- [Supplied data]:
-------------------------

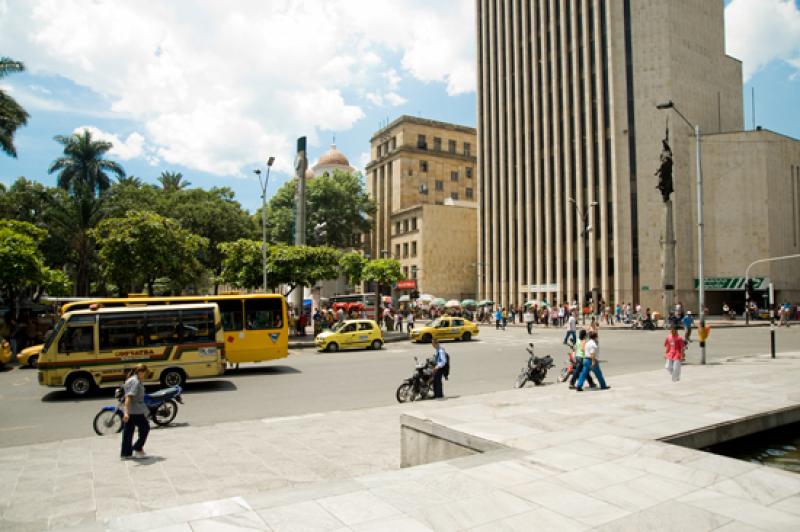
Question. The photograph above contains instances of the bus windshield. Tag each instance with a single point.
(49, 339)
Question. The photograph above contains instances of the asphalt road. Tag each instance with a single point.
(308, 381)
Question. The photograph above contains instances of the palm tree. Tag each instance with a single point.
(83, 170)
(172, 181)
(12, 115)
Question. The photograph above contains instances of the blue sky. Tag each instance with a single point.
(211, 90)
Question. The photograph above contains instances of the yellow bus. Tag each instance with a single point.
(91, 348)
(255, 325)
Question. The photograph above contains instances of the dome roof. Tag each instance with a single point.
(333, 156)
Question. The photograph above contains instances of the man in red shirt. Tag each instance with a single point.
(674, 347)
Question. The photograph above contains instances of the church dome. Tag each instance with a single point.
(333, 157)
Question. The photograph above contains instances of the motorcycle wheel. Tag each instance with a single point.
(164, 414)
(405, 393)
(107, 422)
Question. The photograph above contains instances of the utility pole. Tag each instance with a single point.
(301, 163)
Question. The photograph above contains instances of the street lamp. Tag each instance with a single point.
(585, 229)
(701, 281)
(264, 185)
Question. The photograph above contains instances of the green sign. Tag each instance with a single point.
(731, 283)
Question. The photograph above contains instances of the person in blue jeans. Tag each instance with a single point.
(591, 362)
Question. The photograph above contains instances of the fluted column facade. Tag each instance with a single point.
(545, 150)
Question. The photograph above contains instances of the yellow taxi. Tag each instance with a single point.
(350, 334)
(30, 355)
(445, 328)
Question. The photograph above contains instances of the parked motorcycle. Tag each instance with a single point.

-------------------------

Turn the records above into a JSON list of strings with one string per line. Skip blank lines and omit the pictures.

[
  "Question. The photograph above contains instances of the bus windshield. Tag each instance with a single point.",
  "(49, 339)",
  "Question. The photograph above contains instances of the asphalt road. Tag each instance with a single point.",
  "(308, 381)",
  "Question. The photograph above contains instances of the palm tree. Tag each instance with a single point.",
  "(83, 170)",
  "(172, 181)",
  "(12, 115)",
  "Question. The photograph above contains instances of the blue sky. Tag each instance with a single point.",
  "(211, 90)",
  "Question. The photograph above contains instances of the yellow bus. Tag each instance with a single point.",
  "(91, 348)",
  "(255, 325)",
  "Question. The photograph above contains instances of the dome roof. Tag each instance with a single point.",
  "(333, 156)",
  "Question. The photograph above contains instances of the man in red shirt. Tag each instance with a single point.",
  "(674, 347)",
  "Question. The photograph above contains instances of the church dome. Tag each instance with a single point.",
  "(333, 157)",
  "Question. The photograph above contains instances of the motorcycle wheel. Tag each instance with a single point.",
  "(164, 414)",
  "(405, 393)",
  "(107, 422)",
  "Question. The photograph above contains instances of the utility pole. Tag each instance with a single point.",
  "(301, 163)",
  "Question. The photograph above contains instances of the street lamp. Tag each instance with a single point.",
  "(585, 229)",
  "(701, 281)",
  "(264, 185)",
  "Question. The photograph above contains instances of the green sign. Tag each instance with a single point.",
  "(731, 283)",
  "Question. The photograph above contains instances of the person in blue jeans. Tag each instance with a single point.",
  "(591, 362)",
  "Question. The photograph above contains instances of the fluted column facade. Tag each instance with a single point.",
  "(545, 150)",
  "Question. The photograph above contains instances of the yellow taxi. Tag each instance with a single point.",
  "(350, 334)",
  "(30, 355)",
  "(445, 328)",
  "Question. The photograph above contains instances of the parked motorcycle. Tag each instance with a single point."
]